* EXERCÍCIOS PROPOSTOS
**1)** Liste todos os nomes próprios que aparecem no trecho fornecido.
**2)** Dê seguimento ao trecho fornecido a partir da última frase.

* TRECHO FORNECIDO

<<<<

Mesmo assim, ainda não sei se o chamaria de velho. Não parece um velho. Teria talvez mais de 50 anos. Ele não tem nada de velho, a pele do seu rosto não tem rugas e o seu sorriso é de um homem tranqüilo, feliz e alegre.
Há alegria ao seu redor.
Ele começava aquele diálogo como respondendo à minha primeira observação quando o vi, como se já estivéssemos dialogando há algum tempo. Pura telepatia?
- O senhor não parece ter esta idade. É um homem conservado.
- Conhece Coronel Fabriciano, no Vale do Aço? Fui caminhoneiro, transportei muito para a Belgo.
Pelo menos não era um homem misterioso, tinha referências de trabalho e de profissão.
“Um homem não pode ser escravo de outro homem”.
Ele aponta para a cabeça.

>>>>

* DADOS FORNECIDOS
<<<<

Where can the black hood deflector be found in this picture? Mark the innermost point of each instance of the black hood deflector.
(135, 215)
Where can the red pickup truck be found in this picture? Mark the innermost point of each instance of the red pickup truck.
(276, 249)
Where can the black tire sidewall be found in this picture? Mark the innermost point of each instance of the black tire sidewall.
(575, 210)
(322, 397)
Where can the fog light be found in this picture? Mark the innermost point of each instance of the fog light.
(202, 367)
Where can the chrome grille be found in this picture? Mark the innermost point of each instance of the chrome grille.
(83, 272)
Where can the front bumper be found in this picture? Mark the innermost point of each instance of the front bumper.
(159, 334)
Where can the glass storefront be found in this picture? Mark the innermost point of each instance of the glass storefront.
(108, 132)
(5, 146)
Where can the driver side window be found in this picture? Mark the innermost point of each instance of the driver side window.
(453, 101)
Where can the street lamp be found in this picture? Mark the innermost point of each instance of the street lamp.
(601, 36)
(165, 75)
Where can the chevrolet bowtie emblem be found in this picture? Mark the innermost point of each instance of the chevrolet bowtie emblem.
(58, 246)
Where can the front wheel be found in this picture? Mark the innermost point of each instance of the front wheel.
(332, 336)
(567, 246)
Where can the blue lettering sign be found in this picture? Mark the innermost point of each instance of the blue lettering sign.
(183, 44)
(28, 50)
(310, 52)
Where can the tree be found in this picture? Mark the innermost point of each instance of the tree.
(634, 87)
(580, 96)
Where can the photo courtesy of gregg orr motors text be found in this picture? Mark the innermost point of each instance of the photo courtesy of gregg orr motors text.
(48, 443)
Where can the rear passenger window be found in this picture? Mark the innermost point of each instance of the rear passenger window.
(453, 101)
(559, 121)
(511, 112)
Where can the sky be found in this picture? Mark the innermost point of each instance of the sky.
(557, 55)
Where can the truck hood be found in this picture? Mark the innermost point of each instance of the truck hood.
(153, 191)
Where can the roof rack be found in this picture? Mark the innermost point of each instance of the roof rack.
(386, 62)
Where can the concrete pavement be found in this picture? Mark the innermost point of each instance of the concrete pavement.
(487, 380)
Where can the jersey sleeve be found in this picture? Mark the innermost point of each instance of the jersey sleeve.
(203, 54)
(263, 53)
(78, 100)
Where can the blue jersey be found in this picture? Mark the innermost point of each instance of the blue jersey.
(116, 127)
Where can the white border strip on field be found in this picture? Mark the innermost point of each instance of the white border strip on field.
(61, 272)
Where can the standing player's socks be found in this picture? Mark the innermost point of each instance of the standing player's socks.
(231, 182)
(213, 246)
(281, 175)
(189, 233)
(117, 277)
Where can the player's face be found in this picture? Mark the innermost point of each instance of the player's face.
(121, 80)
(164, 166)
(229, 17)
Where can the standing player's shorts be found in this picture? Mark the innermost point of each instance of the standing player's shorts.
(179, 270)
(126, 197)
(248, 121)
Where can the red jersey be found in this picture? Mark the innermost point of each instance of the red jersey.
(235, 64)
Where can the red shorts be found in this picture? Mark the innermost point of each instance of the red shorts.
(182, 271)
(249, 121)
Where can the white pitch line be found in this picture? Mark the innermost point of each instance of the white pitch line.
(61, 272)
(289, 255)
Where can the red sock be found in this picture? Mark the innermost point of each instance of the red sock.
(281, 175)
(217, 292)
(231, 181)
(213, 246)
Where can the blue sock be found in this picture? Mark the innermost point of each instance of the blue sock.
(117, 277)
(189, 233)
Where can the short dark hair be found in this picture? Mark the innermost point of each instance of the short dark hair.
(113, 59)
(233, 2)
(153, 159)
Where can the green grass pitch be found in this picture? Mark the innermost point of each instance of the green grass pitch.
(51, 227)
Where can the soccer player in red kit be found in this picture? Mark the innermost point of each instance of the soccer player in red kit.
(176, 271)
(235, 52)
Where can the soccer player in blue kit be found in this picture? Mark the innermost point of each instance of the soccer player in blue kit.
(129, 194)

>>>>

* RESPOSTAS DOS EXERCÍCIOS
**1)** Coronel Fabriciano, Vale do Aço, Belgo

**2)**
- Nenhum homem deve se prender a outro homem. Nenhum homem é mais sábio do que outro. Nenhum homem deve seguir outro homem. Quem é Platão? Um homem. Quem é Wittigenstein? Um homem.
Mudei de posição na cadeira. Platão? Tudo bem, mas...
- Sou jovem na aparência. Sou um curioso, sempre quis saber mais, mergulhar naqueles que sabem um pouco mais para ser menos ignorante das coisas nossas mesmas, as nossas inquietações, curiosidades, sabedorias. Gosto de saber um pouco mais e de perguntar. Sou apenas um perguntador e acho que isto é que me faz jovem. Na aparência. É aparência, por isso você não sabe me dizer se sou um velho, um velho jovem ou dizer com precisão a minha idade. A idade de um homem não importa para a vida. Não deveria importar nem para você e nem para a vida de todos os homens.
Olhos firmes em mim, ele afirma, “você não tem religião”.
- Eu também não.
Fala de Confúcio, de Buda, de religiões organizadas, “religião é prisão, é cadeia, é escravidão”.
Aí ele apontou para o meu peito
- Dentro de ti, dentro do teu peito, em ti, há um santuário e aí mora o que é eterno.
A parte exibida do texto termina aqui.